Could you convert the material below into a Markdown table with a column named "No." for the row number and a column named "Entry" for each line, leaving out any blank lines?

===== Stored records

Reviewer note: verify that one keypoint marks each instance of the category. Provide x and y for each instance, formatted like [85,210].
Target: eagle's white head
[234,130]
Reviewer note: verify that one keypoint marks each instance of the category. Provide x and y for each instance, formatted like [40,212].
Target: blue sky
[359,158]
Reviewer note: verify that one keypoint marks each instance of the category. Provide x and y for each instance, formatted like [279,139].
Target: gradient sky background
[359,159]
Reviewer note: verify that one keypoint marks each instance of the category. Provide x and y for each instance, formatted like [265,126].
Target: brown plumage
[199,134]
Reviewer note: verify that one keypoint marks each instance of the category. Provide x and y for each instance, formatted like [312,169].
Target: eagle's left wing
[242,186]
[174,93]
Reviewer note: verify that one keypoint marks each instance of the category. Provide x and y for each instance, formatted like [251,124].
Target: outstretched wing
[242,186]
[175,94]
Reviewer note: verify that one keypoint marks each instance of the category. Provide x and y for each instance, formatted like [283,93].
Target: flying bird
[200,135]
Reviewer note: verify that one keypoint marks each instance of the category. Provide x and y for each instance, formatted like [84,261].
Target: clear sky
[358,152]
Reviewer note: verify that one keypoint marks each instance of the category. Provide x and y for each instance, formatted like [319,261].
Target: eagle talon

==========

*Exercise response*
| No. | Entry |
|---|---|
| 1 | Reviewer note: verify that one keypoint marks each instance of the category. Provide x and y for each instance, formatted like [85,210]. |
| 2 | Target: eagle's white head |
| 3 | [234,130] |
| 4 | Reviewer note: verify that one keypoint marks each instance of the category. Provide x and y for each instance, formatted like [40,212]. |
| 5 | Target: blue sky |
| 6 | [359,158] |
| 7 | Reviewer note: verify that one keypoint marks each instance of the category. Provide x and y for each instance, formatted like [279,139]. |
| 8 | Target: gradient sky background |
| 9 | [359,159] |
| 10 | Reviewer note: verify that one keypoint marks each instance of the category. Provide x and y for each instance, formatted like [265,126]. |
| 11 | Target: brown plumage |
| 12 | [199,134] |
| 13 | Reviewer note: verify that one keypoint marks each instance of the category. Provide x and y for each instance, formatted like [312,169]. |
| 14 | Target: eagle's left wing |
| 15 | [242,186] |
| 16 | [174,93] |
| 17 | Reviewer note: verify that one keypoint marks each instance of the category. Provide x and y for each instance, formatted like [251,124]. |
| 18 | Target: outstretched wing |
| 19 | [242,186] |
| 20 | [175,94] |
| 21 | Reviewer note: verify that one keypoint marks each instance of the category. Provide x and y for each instance, formatted like [283,93]. |
| 22 | Target: flying bird |
| 23 | [200,135] |
| 24 | Reviewer note: verify that one keypoint marks each instance of the category. Provide x and y for each instance, formatted like [84,261]. |
| 25 | Target: clear sky |
| 26 | [358,152] |
| 27 | Reviewer note: verify that one keypoint marks each instance of the category. Provide x and y for each instance, formatted like [319,261]. |
| 28 | Target: eagle talon |